▸ **Objective**: Copy every entry below verbatim, keeping each line unchanged.

Position annotation entries:
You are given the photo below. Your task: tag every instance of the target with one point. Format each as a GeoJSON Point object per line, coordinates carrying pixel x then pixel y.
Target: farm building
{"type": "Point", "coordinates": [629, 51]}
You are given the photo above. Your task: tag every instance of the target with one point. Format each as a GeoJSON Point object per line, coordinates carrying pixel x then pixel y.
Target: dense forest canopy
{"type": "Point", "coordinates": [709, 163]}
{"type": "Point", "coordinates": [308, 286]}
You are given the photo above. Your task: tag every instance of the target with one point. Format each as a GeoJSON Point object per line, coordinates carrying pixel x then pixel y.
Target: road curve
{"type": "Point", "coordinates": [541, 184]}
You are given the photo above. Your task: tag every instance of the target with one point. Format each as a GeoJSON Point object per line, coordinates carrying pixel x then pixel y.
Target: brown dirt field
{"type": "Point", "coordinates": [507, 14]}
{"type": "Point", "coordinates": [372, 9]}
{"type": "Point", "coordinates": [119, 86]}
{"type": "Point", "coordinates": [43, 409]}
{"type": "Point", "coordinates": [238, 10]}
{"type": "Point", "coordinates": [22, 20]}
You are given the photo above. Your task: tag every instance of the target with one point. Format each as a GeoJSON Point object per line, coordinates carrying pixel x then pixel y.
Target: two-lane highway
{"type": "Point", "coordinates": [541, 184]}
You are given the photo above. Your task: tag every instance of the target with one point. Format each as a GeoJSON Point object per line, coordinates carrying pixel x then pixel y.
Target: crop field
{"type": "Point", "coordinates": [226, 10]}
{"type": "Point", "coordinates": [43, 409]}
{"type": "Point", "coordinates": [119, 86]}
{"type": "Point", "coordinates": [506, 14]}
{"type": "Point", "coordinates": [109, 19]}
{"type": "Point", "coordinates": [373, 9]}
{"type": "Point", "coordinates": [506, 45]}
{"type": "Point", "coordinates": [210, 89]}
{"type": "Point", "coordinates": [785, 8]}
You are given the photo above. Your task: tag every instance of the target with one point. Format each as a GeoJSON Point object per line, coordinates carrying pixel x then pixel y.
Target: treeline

▸ **Solution to this task**:
You are given the photo below. Your task: tag every instance of the target with one point. Format each as a GeoJSON Point object per line, coordinates carrying pixel x then pixel y.
Target: farm building
{"type": "Point", "coordinates": [629, 51]}
You are given the photo above. Your task: tag every instance of the target with one point. Format each as a GeoJSON Point object per line, coordinates carrying pixel x then pixel y.
Target: dense forest canopy
{"type": "Point", "coordinates": [709, 163]}
{"type": "Point", "coordinates": [308, 286]}
You are given the photo above. Your task: tag every instance of the target with one point. Format each as a GeoJSON Point object per line, coordinates carrying pixel x then pixel y.
Target: road curve
{"type": "Point", "coordinates": [541, 184]}
You are given the photo above. Your task: tag every instance of the target with one point. Format each as a GeoJSON Point object per line, coordinates carrying pixel x then pixel y.
Target: brown dirt field
{"type": "Point", "coordinates": [507, 14]}
{"type": "Point", "coordinates": [372, 9]}
{"type": "Point", "coordinates": [119, 86]}
{"type": "Point", "coordinates": [43, 409]}
{"type": "Point", "coordinates": [238, 10]}
{"type": "Point", "coordinates": [22, 20]}
You are given the photo above. Your task: tag every instance of the target with one point. Format each as a GeoJSON Point object per line, coordinates carrying pixel x then pixel y.
Target: two-lane highway
{"type": "Point", "coordinates": [541, 184]}
You are given the photo above. Your task: tag every instance of the target with one point. Format each as a GeoJSON Point object per line, coordinates carrying pixel x then pixel y.
Target: crop field
{"type": "Point", "coordinates": [226, 10]}
{"type": "Point", "coordinates": [43, 409]}
{"type": "Point", "coordinates": [119, 86]}
{"type": "Point", "coordinates": [506, 14]}
{"type": "Point", "coordinates": [109, 19]}
{"type": "Point", "coordinates": [373, 9]}
{"type": "Point", "coordinates": [506, 45]}
{"type": "Point", "coordinates": [210, 89]}
{"type": "Point", "coordinates": [785, 8]}
You are given the photo above. Your task: tag every instance of the target with one point. Format each as a GeoJSON Point object per line, coordinates carrying pixel x then pixel y.
Target: treeline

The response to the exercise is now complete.